私のもっとも好きなアメリカ車は’68ダッジ・チャージャーR/Tである(チャレンジャーではない。念のため)。あのスティーヴ・マックイーン主演の「ブリッド」で悪役グルマとして出てきたやつだ。決してスマートとはいえない田舎くさいクーペボディに不気味なコンシールドヘッドライトが最大級にミスマッチ。リアライトは日産スカイラインみたいな丸4灯である。日本だと茨城だとか栃木あたりの農村が似合いそう。あの「下妻物語」に出てきてもおかしくない(笑)。だがこいつは最強の426HEMIエンジンを積んでいるのである。7000cc、ツインホーレー4バレルキャブ、半球形クロスフローHEMIヘッド、450hpである。これだけでもう何も言うことはない。その動力性能をひけらかすかのようなこれみよがしのスーパーカーの形をしていないのが奥ゆかしくて非常によろしい。まあ、違いのわかる大人の乗るクルマですな。

▶ _データセット記録_
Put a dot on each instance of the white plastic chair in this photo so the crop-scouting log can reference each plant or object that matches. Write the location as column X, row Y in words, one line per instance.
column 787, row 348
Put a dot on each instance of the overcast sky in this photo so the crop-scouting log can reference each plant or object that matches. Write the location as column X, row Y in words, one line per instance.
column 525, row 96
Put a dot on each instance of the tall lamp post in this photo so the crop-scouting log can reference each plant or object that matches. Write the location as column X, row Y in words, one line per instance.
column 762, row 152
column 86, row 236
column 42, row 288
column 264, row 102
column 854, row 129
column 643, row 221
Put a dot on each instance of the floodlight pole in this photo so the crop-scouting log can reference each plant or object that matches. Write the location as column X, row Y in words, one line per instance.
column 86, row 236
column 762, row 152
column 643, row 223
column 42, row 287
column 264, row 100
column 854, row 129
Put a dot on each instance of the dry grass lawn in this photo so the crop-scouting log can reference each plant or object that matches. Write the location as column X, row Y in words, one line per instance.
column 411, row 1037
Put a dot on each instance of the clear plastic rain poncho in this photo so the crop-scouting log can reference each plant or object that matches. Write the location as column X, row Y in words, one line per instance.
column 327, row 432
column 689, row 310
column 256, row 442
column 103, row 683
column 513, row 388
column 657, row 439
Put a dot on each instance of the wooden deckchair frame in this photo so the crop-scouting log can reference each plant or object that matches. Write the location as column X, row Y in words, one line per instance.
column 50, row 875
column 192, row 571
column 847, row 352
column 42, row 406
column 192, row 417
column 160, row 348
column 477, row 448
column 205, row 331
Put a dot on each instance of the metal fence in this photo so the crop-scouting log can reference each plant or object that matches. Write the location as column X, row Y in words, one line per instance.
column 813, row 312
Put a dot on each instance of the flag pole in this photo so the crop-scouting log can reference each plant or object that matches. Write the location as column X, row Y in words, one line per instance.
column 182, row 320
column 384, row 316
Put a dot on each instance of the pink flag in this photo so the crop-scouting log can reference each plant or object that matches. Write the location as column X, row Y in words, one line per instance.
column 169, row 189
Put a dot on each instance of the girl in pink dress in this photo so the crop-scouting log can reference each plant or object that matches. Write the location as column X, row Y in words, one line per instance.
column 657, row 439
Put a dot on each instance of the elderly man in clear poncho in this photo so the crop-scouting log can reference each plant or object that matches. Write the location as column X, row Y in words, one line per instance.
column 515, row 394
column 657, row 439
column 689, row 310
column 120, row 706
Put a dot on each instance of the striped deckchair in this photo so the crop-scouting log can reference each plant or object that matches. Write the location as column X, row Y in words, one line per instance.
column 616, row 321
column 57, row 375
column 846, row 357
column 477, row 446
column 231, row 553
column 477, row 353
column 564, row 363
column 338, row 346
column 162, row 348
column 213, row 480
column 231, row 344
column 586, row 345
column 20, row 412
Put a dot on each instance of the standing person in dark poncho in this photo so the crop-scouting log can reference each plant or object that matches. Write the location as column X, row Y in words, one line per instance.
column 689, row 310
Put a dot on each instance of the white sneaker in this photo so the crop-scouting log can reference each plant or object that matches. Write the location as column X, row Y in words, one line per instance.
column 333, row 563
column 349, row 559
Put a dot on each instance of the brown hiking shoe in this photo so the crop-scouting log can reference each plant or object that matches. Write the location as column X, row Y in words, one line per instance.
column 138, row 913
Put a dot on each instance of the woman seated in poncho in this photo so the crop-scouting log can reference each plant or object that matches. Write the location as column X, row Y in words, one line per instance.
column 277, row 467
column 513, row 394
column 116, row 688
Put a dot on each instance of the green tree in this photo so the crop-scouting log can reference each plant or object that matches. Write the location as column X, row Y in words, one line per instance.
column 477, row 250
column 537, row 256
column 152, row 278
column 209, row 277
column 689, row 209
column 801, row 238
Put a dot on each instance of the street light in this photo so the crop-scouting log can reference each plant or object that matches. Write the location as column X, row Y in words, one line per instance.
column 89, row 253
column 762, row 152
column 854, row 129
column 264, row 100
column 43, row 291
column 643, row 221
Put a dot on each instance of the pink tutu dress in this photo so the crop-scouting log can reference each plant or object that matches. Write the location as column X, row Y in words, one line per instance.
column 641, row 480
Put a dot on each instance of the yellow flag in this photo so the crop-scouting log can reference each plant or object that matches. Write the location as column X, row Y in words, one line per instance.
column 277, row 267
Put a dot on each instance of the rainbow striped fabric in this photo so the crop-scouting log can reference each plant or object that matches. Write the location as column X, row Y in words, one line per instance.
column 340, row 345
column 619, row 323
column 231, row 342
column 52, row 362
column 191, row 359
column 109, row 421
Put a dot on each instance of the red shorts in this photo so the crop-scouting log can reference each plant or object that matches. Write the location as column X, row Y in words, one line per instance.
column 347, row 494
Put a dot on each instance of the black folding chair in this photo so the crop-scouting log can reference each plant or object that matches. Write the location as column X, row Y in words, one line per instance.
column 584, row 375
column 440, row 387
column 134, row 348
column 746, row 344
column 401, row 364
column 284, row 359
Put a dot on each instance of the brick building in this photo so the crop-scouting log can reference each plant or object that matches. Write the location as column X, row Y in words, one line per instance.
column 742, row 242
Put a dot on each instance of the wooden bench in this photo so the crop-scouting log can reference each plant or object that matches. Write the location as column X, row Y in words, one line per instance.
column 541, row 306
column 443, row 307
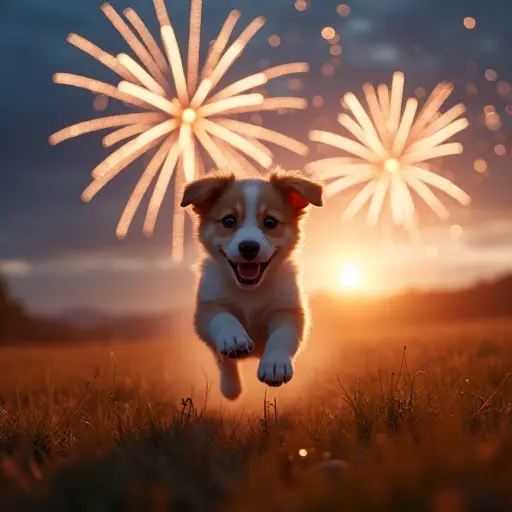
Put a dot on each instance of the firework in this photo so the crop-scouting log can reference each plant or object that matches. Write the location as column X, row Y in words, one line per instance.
column 183, row 113
column 391, row 152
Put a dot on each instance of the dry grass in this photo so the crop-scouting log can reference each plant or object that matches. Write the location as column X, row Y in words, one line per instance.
column 116, row 427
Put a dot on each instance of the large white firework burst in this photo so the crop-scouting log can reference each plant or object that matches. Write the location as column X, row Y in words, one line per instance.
column 182, row 113
column 391, row 151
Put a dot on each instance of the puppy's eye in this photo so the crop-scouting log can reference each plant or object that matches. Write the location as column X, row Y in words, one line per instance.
column 270, row 222
column 229, row 221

▶ _設問 1_
ダッジ・チャージャーについての文章のうち、「私のもっとも好きなアメリカ車」から始まり「かる大人の乗るクルマですな。」で終わる部分を一字一句変えずに書き写すこと。
▶ _設問 2_
ダッジ・チャージャーについての文章を二文で要約すること。
▶ _設問 3_
ダッジ・チャージャーについての文章の続きを、最後の文の後から書くこと。

▶ _正解 1_
私のもっとも好きなアメリカ車は’68ダッジ・チャージャーR/Tである(チャレンジャーではない。念のため)。あのスティーヴ・マックイーン主演の「ブリッド」で悪役グルマとして出てきたやつだ。決してスマートとはいえない田舎くさいクーペボディに不気味なコンシールドヘッドライトが最大級にミスマッチ。リアライトは日産スカイラインみたいな丸4灯である。日本だと茨城だとか栃木あたりの農村が似合いそう。あの「下妻物語」に出てきてもおかしくない(笑)。だがこいつは最強の426HEMIエンジンを積んでいるのである。7000cc、ツインホーレー4バレルキャブ、半球形クロスフローHEMIヘッド、450hpである。これだけでもう何も言うことはない。その動力性能をひけらかすかのようなこれみよがしのスーパーカーの形をしていないのが奥ゆかしくて非常によろしい。まあ、違いのわかる大人の乗るクルマですな。

▶ _正解 2_
筆者がもっとも好きなアメリカ車は’68ダッジ・チャージャーR/Tで、映画「ブリッド」に悪役のクルマとして登場したものである。田舎くさいクーペボディに不気味なコンシールドヘッドライトを備えながら、7000cc、450hpの426HEMIエンジンを積み、その性能をひけらかすスーパーカーの形をしていない点が奥ゆかしくてよいとされている。

▶ _正解 3_
これに対してヒーロー・マックイーンの乗るのがいかにもというフォード・マスタング。こっちは(おそらく)ウエッジヘッド、シングル4バレルキャブの396だから320hpぐらいだろう。乗用車のシャーシーにカッコつけたクーペボディをのせただけのポニー・カーである。だが、しょせんは勧善懲悪映画だ。426HEMIチャージャーR/Tはマスタングに追っかけられて転倒炎上してしまう。このシーンを見て悔しさに涙したモパー・ファンは数知れない。ちなみに「モパー」とはクライスラーの愛称である。ダッジやプリマスなどのハイパフォーマンスカーを総称して「モパー」というのだ。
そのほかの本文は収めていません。